__GIVEN TASK__:
Rewrite all of the records below, replacing "thickest part" with "widest part" and changing nothing else. Leave the pictures out of your version.

Stored data entries
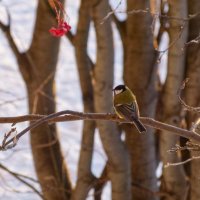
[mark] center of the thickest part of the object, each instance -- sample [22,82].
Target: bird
[126,107]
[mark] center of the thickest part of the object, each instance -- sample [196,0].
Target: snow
[13,101]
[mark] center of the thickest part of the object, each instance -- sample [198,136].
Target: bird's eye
[118,91]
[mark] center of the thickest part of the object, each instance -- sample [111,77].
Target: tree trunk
[85,176]
[192,89]
[174,179]
[38,71]
[118,158]
[140,76]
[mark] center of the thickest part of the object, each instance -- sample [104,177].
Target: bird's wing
[128,111]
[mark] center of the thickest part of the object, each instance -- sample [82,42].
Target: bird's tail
[139,126]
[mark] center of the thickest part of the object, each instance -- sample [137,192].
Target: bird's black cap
[120,87]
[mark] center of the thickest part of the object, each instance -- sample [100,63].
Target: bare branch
[68,115]
[183,162]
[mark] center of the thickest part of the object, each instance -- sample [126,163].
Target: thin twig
[183,162]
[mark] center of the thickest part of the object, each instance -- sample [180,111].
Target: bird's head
[119,89]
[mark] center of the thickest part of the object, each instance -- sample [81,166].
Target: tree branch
[68,115]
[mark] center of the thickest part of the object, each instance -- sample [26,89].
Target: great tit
[126,106]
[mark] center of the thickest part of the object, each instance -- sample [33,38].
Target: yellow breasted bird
[126,106]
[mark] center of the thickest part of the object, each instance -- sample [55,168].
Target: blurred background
[149,45]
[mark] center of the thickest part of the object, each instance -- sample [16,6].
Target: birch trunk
[118,158]
[192,89]
[140,76]
[85,177]
[174,179]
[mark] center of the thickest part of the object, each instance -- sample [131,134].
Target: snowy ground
[13,99]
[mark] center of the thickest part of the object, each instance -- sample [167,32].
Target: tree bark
[174,179]
[38,70]
[192,89]
[140,76]
[85,176]
[118,158]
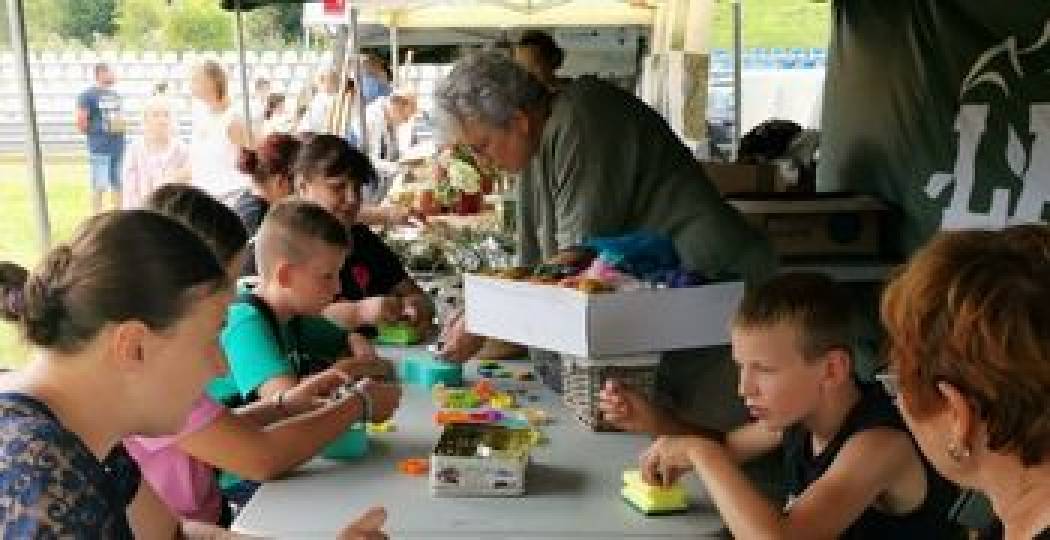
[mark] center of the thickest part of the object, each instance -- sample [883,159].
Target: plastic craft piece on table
[398,333]
[352,444]
[484,390]
[524,376]
[426,371]
[502,400]
[414,466]
[489,416]
[386,427]
[537,416]
[652,500]
[457,398]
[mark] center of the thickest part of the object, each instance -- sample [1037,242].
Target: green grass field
[68,203]
[774,23]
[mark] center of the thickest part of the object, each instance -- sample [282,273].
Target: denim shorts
[105,171]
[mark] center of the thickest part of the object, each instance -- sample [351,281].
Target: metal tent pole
[244,73]
[737,75]
[16,17]
[356,50]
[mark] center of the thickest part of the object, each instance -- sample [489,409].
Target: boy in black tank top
[853,469]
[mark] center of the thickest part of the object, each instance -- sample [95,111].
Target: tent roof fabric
[452,14]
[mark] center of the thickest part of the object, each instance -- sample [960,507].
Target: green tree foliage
[140,23]
[273,26]
[197,24]
[85,19]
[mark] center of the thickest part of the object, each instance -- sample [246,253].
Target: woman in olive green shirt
[594,161]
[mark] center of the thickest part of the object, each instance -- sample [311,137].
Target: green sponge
[652,500]
[398,333]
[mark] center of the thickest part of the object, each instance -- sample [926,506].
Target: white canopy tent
[679,21]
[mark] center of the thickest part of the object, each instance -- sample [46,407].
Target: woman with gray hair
[594,161]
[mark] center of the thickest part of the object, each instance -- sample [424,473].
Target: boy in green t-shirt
[275,335]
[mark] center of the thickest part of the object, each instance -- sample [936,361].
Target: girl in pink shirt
[258,441]
[155,159]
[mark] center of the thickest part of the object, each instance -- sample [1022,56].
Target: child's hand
[369,526]
[419,314]
[628,410]
[667,460]
[361,348]
[313,391]
[459,346]
[378,310]
[385,399]
[354,369]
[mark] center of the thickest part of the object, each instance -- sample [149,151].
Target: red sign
[335,6]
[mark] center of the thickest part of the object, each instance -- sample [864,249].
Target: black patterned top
[50,483]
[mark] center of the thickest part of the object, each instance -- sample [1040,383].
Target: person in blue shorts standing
[99,117]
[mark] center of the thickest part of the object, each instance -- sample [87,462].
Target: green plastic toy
[397,334]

__ANSWER FOR THIS EXERCISE__:
[mark] center of the widest part of the object, each instance -- sample [22,82].
Target: bird
[126,107]
[mark] center of the widest part of the object, each instance -- sample [196,0].
Target: snow
[13,101]
[mark] center of the widest part of the object, each instance -- sample [198,136].
Target: bird's eye
[118,91]
[mark] center of the widest part of the object, each instance -- sample [111,77].
Target: tree trunk
[85,176]
[192,89]
[174,179]
[38,71]
[118,158]
[140,76]
[mark] center of the widest part of the object, each instance -- sample [104,177].
Target: bird's wing
[128,111]
[mark] center of the widest part of the object, each instance -- sample [82,42].
Target: bird's tail
[139,126]
[mark] center of the widest part of the object, each instance -- sample [137,192].
Target: bird's black cap
[120,87]
[mark] center of the widest part of the object, each instance -- sample [100,63].
Target: bare branch
[68,115]
[183,162]
[mark] center of the widest part of the object, each instance -- sample [126,163].
Target: thin twig
[183,162]
[mark] center of the widest part of the object, each instance -- sample [180,111].
Target: bird's head
[119,89]
[mark] center of the widest part of the object, each instance -- sample [81,166].
Target: tree branch
[68,115]
[mark] center of the widest part of the object, each instance -- sample [26,89].
Target: great tit
[126,106]
[mark] center of the widest part of the object, each instance -- sample [33,38].
Target: yellow breasted bird
[126,106]
[mark] center of the widest part of the object, each instance -- sample [55,168].
Target: blurred background
[149,45]
[mark] center of the widest part of the object, each instance -- sample [16,6].
Target: birch trunk
[118,158]
[192,89]
[140,76]
[85,177]
[174,179]
[mark] center of the widest part of the object, each instance -- sample [131,134].
Target: snowy ground
[13,99]
[mark] center of the widest part of the object, each instance -- sample [167,32].
Target: tree bark
[174,179]
[38,70]
[192,89]
[140,76]
[85,176]
[118,158]
[mark] center of the widest part of the object, each instance -- sample [883,159].
Target: plastic craft piece on table
[398,333]
[352,444]
[484,390]
[524,376]
[426,371]
[502,400]
[414,466]
[489,416]
[386,427]
[537,416]
[652,500]
[457,398]
[mark] center of the widest part of the object, each instance -- sample [1037,242].
Target: green grass field
[68,203]
[774,23]
[mark] center of the widest part of the object, each instance -- sample [282,273].
Target: denim shorts
[105,171]
[mark] center of the widest part of the object, each instance -- sample [351,281].
Target: metal tent pole
[244,73]
[737,75]
[16,17]
[356,50]
[mark] center of the widest part of the object, each instance -- sample [489,409].
Target: boy in black tank top
[853,469]
[mark] center of the widest part of the object, each instance -- sample [95,111].
Target: tent roof fabric
[452,14]
[mark] center of the widest part of the object, each instance -- sample [960,507].
Target: green tree foliage
[140,23]
[273,26]
[197,24]
[85,19]
[mark] center of the widest part of the object, each instance -- sample [246,253].
Target: woman in olive green shirt
[594,161]
[mark] center of the widest part of the object, each instance -- sample [311,137].
Target: green sponge
[652,500]
[398,333]
[mark] center of the widest part of the object, each instance -- sample [926,506].
Target: white canopy tent
[679,21]
[mark] center of the widest part of the object, each instance -- sample [46,407].
Target: woman with gray hair
[594,161]
[mark] center of the widest part of the object, each instance -- sample [424,473].
Target: boy in green t-shirt
[275,335]
[mark] center of the widest part of the object, each instance -- sample [936,361].
Target: girl in pink shirt
[258,441]
[155,159]
[mark] center of the widest part of the object, each instance -- sample [1022,56].
Target: child's hand
[369,526]
[419,314]
[628,410]
[667,460]
[361,348]
[313,391]
[459,346]
[378,310]
[385,399]
[354,369]
[mark] center of the widest part of the object, each instance -- sample [149,151].
Target: red sign
[335,6]
[mark] center of the widest part of the object, each instance -- sample [864,249].
Target: black patterned top
[50,483]
[mark] center of the widest part of the object, each instance -- sample [1040,383].
Target: person in blue shorts standing
[99,117]
[mark] center of the widest part of the object, each instance -- sample [87,462].
Target: green plastic toy
[397,334]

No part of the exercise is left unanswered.